[Collected data entries]
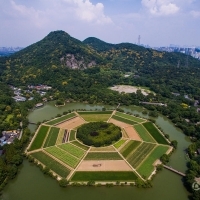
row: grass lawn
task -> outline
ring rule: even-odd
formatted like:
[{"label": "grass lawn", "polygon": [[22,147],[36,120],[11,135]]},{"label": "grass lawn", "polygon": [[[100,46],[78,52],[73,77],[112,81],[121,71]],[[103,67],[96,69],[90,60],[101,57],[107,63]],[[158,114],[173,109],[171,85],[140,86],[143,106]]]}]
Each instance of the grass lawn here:
[{"label": "grass lawn", "polygon": [[[80,113],[79,113],[80,114]],[[80,114],[80,116],[88,122],[101,122],[101,121],[108,121],[111,114]]]},{"label": "grass lawn", "polygon": [[56,146],[46,148],[45,151],[72,168],[75,168],[79,163],[78,158],[72,156],[71,154],[67,153],[66,151]]},{"label": "grass lawn", "polygon": [[126,123],[126,124],[130,124],[130,125],[135,125],[135,124],[137,124],[137,122],[131,121],[131,120],[129,120],[129,119],[125,119],[125,118],[123,118],[123,117],[119,117],[119,116],[117,116],[117,115],[113,115],[112,118],[115,119],[115,120],[118,120],[118,121],[120,121],[120,122],[124,122],[124,123]]},{"label": "grass lawn", "polygon": [[56,144],[62,144],[64,134],[65,134],[65,129],[60,129]]},{"label": "grass lawn", "polygon": [[49,122],[46,122],[46,124],[48,124],[48,125],[55,125],[55,124],[58,124],[58,123],[61,123],[61,122],[65,121],[67,119],[73,118],[75,116],[76,116],[75,113],[70,113],[70,114],[64,115],[62,117],[53,119],[53,120],[51,120]]},{"label": "grass lawn", "polygon": [[137,169],[142,176],[149,177],[154,170],[153,163],[167,152],[169,147],[157,146]]},{"label": "grass lawn", "polygon": [[60,128],[51,127],[43,148],[54,146],[56,144],[59,131]]},{"label": "grass lawn", "polygon": [[115,147],[116,149],[118,149],[118,148],[121,147],[126,141],[127,141],[127,140],[121,139],[121,140],[119,140],[118,142],[116,142],[116,143],[114,144],[114,147]]},{"label": "grass lawn", "polygon": [[76,172],[71,181],[133,181],[134,172]]},{"label": "grass lawn", "polygon": [[126,118],[126,119],[130,119],[131,121],[135,121],[135,122],[138,122],[138,123],[146,121],[145,119],[141,119],[141,118],[135,117],[133,115],[124,114],[124,113],[121,113],[121,112],[116,112],[115,115],[117,115],[119,117]]},{"label": "grass lawn", "polygon": [[142,143],[132,154],[129,154],[127,161],[133,168],[136,168],[148,156],[154,147],[155,144]]},{"label": "grass lawn", "polygon": [[85,154],[85,151],[73,144],[66,143],[58,146],[59,148],[65,150],[67,153],[72,154],[73,156],[76,156],[77,158],[82,158]]},{"label": "grass lawn", "polygon": [[86,146],[86,145],[84,145],[84,144],[78,142],[77,140],[76,140],[76,141],[73,141],[73,142],[71,142],[71,143],[74,144],[74,145],[76,145],[77,147],[80,147],[80,148],[86,150],[86,151],[90,148],[90,147],[88,147],[88,146]]},{"label": "grass lawn", "polygon": [[108,110],[108,111],[79,111],[79,112],[77,112],[79,115],[90,115],[90,114],[92,114],[92,115],[98,115],[98,114],[100,114],[100,115],[102,115],[102,114],[112,114],[112,110]]},{"label": "grass lawn", "polygon": [[147,129],[147,131],[153,136],[153,138],[159,144],[169,144],[167,140],[164,138],[164,136],[162,136],[161,133],[158,131],[158,129],[154,126],[153,123],[146,122],[143,124],[143,126]]},{"label": "grass lawn", "polygon": [[52,171],[54,171],[56,174],[58,174],[61,177],[67,177],[70,173],[70,170],[45,154],[44,152],[36,152],[31,154],[34,158],[36,158],[38,161],[43,163],[46,167],[50,168]]},{"label": "grass lawn", "polygon": [[29,148],[29,151],[39,149],[42,147],[42,144],[44,142],[44,139],[47,135],[47,132],[49,130],[48,126],[40,126],[40,129],[38,130],[38,133],[34,139],[34,141],[31,144],[31,147]]},{"label": "grass lawn", "polygon": [[76,139],[76,131],[71,130],[70,135],[69,135],[69,141],[75,140]]},{"label": "grass lawn", "polygon": [[84,160],[122,160],[117,152],[89,152]]},{"label": "grass lawn", "polygon": [[142,124],[134,125],[134,129],[138,132],[142,140],[145,142],[153,142],[156,143],[156,141],[153,139],[153,137],[148,133],[148,131],[143,127]]},{"label": "grass lawn", "polygon": [[129,141],[121,150],[120,153],[126,158],[129,154],[131,154],[141,142],[139,141]]}]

TASK REQUIREMENTS: Only the text of the entries belongs in the answer, copied exactly; the pictures stay out.

YOUR SOLUTION:
row: grass lawn
task -> outline
ring rule: even-odd
formatted like:
[{"label": "grass lawn", "polygon": [[22,147],[36,120],[11,135]]},{"label": "grass lawn", "polygon": [[[100,46],[78,52],[73,77],[112,81],[121,71]],[[103,67],[96,69],[90,60],[101,57],[107,63]],[[158,114],[173,109],[171,85],[140,86],[143,106]]]}]
Each instance of the grass lawn here:
[{"label": "grass lawn", "polygon": [[[80,113],[79,113],[80,114]],[[80,114],[80,116],[88,122],[101,122],[101,121],[108,121],[111,114]]]},{"label": "grass lawn", "polygon": [[56,146],[46,148],[45,151],[72,168],[75,168],[79,163],[78,158],[72,156],[71,154],[67,153],[66,151]]},{"label": "grass lawn", "polygon": [[126,123],[126,124],[130,124],[130,125],[135,125],[135,124],[137,124],[137,122],[131,121],[131,120],[129,120],[129,119],[125,119],[125,118],[123,118],[123,117],[119,117],[119,116],[117,116],[117,115],[113,115],[112,118],[115,119],[115,120],[118,120],[118,121],[120,121],[120,122],[124,122],[124,123]]},{"label": "grass lawn", "polygon": [[56,144],[62,144],[64,134],[65,134],[65,129],[60,129]]},{"label": "grass lawn", "polygon": [[49,122],[46,122],[46,124],[48,124],[48,125],[55,125],[55,124],[58,124],[58,123],[61,123],[61,122],[65,121],[67,119],[73,118],[75,116],[76,116],[75,113],[70,113],[70,114],[64,115],[62,117],[53,119],[53,120],[51,120]]},{"label": "grass lawn", "polygon": [[137,169],[142,176],[149,177],[154,170],[153,163],[167,152],[169,147],[157,146]]},{"label": "grass lawn", "polygon": [[60,128],[51,127],[43,148],[54,146],[56,144],[59,131]]},{"label": "grass lawn", "polygon": [[115,147],[116,149],[118,149],[118,148],[121,147],[126,141],[127,141],[127,140],[121,139],[121,140],[119,140],[118,142],[116,142],[116,143],[114,144],[114,147]]},{"label": "grass lawn", "polygon": [[76,172],[71,181],[133,181],[134,172]]},{"label": "grass lawn", "polygon": [[126,118],[126,119],[130,119],[131,121],[135,121],[135,122],[138,122],[138,123],[146,121],[145,119],[141,119],[141,118],[135,117],[133,115],[124,114],[124,113],[121,113],[121,112],[116,112],[115,115],[117,115],[119,117]]},{"label": "grass lawn", "polygon": [[142,143],[132,154],[129,154],[127,161],[133,168],[136,168],[148,156],[154,147],[155,144]]},{"label": "grass lawn", "polygon": [[85,154],[85,151],[73,144],[66,143],[58,146],[59,148],[65,150],[67,153],[72,154],[73,156],[76,156],[77,158],[82,158]]},{"label": "grass lawn", "polygon": [[86,146],[86,145],[84,145],[84,144],[78,142],[77,140],[76,140],[76,141],[73,141],[73,142],[71,142],[71,143],[74,144],[74,145],[76,145],[77,147],[80,147],[80,148],[86,150],[86,151],[90,148],[90,147],[88,147],[88,146]]},{"label": "grass lawn", "polygon": [[108,110],[108,111],[79,111],[79,112],[77,112],[79,115],[90,115],[90,114],[92,114],[92,115],[98,115],[98,114],[100,114],[100,115],[102,115],[102,114],[112,114],[112,110]]},{"label": "grass lawn", "polygon": [[147,129],[147,131],[153,136],[153,138],[159,144],[169,144],[167,140],[164,138],[164,136],[162,136],[161,133],[158,131],[158,129],[154,126],[153,123],[146,122],[143,124],[143,126]]},{"label": "grass lawn", "polygon": [[52,171],[54,171],[56,174],[58,174],[61,177],[67,177],[70,173],[70,170],[45,154],[44,152],[36,152],[31,154],[34,158],[36,158],[38,161],[43,163],[46,167],[50,168]]},{"label": "grass lawn", "polygon": [[29,148],[29,151],[39,149],[42,147],[42,144],[44,142],[44,139],[47,135],[47,132],[49,130],[48,126],[40,126],[40,129],[38,130],[38,133],[34,139],[34,141],[31,144],[31,147]]},{"label": "grass lawn", "polygon": [[76,139],[76,131],[71,130],[70,135],[69,135],[69,141],[75,140]]},{"label": "grass lawn", "polygon": [[84,160],[122,160],[117,152],[89,152]]},{"label": "grass lawn", "polygon": [[142,124],[134,125],[134,129],[138,132],[142,140],[145,142],[153,142],[156,143],[156,141],[153,139],[153,137],[148,133],[148,131],[143,127]]},{"label": "grass lawn", "polygon": [[129,141],[121,150],[120,153],[126,158],[129,154],[131,154],[141,142],[139,141]]}]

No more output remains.